begin Supplied data

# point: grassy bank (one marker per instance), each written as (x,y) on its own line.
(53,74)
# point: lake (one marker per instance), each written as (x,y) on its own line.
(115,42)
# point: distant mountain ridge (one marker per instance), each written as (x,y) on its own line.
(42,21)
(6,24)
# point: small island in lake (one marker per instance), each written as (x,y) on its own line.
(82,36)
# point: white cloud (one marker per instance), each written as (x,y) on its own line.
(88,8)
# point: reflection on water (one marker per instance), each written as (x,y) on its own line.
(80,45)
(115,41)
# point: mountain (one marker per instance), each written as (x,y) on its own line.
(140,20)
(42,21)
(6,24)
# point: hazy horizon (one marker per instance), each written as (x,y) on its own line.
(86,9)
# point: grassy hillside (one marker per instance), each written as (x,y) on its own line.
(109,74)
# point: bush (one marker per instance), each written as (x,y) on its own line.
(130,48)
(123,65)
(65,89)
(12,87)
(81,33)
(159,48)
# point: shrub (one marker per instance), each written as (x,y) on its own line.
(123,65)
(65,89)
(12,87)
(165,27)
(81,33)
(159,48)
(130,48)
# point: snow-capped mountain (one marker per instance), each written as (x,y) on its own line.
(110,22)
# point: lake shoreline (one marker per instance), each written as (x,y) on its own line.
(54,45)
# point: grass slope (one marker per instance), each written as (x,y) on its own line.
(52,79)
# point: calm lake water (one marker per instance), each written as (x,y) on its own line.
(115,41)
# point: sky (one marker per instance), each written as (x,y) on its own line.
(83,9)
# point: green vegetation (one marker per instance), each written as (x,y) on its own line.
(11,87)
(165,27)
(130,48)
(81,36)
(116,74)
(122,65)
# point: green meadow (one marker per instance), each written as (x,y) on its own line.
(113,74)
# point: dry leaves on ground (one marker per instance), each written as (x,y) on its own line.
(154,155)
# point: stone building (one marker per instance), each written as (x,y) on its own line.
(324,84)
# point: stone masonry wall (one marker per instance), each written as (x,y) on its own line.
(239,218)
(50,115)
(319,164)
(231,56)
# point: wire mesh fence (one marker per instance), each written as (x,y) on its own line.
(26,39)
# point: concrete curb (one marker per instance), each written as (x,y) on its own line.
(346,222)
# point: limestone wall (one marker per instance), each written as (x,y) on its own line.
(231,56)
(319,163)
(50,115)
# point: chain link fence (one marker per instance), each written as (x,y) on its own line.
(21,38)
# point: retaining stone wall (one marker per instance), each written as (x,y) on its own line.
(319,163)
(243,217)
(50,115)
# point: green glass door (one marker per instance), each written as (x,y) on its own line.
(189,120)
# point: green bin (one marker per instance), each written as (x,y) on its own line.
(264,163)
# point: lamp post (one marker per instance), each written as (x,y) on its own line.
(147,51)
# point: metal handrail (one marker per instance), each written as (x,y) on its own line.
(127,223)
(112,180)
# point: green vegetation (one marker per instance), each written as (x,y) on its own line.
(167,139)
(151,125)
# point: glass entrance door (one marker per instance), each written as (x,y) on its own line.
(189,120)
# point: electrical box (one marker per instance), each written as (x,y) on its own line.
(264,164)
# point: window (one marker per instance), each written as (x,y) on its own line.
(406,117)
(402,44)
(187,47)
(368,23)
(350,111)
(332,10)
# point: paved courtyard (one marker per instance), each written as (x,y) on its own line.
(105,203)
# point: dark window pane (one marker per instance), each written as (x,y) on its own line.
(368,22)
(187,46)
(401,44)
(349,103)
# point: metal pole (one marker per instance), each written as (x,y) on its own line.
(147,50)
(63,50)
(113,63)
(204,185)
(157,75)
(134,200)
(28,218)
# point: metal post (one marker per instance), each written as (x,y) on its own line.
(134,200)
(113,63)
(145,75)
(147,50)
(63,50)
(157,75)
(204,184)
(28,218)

end Supplied data

**Task directions**
Repeat the entries above word for word, from the line containing "# point: window" through the final line of the entries.

**Response to this exercise**
# point: window (one marker per instance), each written as (x,y) on its own line.
(406,117)
(402,44)
(187,47)
(368,23)
(350,111)
(332,10)
# point: paved courtyard (one marker per instance), each written as (x,y) on its own line.
(105,203)
# point: dark window pane (one marker per instance), each written as (x,y) on its own line.
(368,22)
(187,46)
(401,44)
(349,103)
# point: metal pole (one marker per instance), each written as (x,y) on its own line.
(147,50)
(63,50)
(113,63)
(204,185)
(157,75)
(134,200)
(28,218)
# point: metal post (one marker per instance), each written as (x,y) on its own line.
(134,200)
(113,63)
(145,75)
(147,50)
(63,50)
(157,75)
(204,184)
(28,218)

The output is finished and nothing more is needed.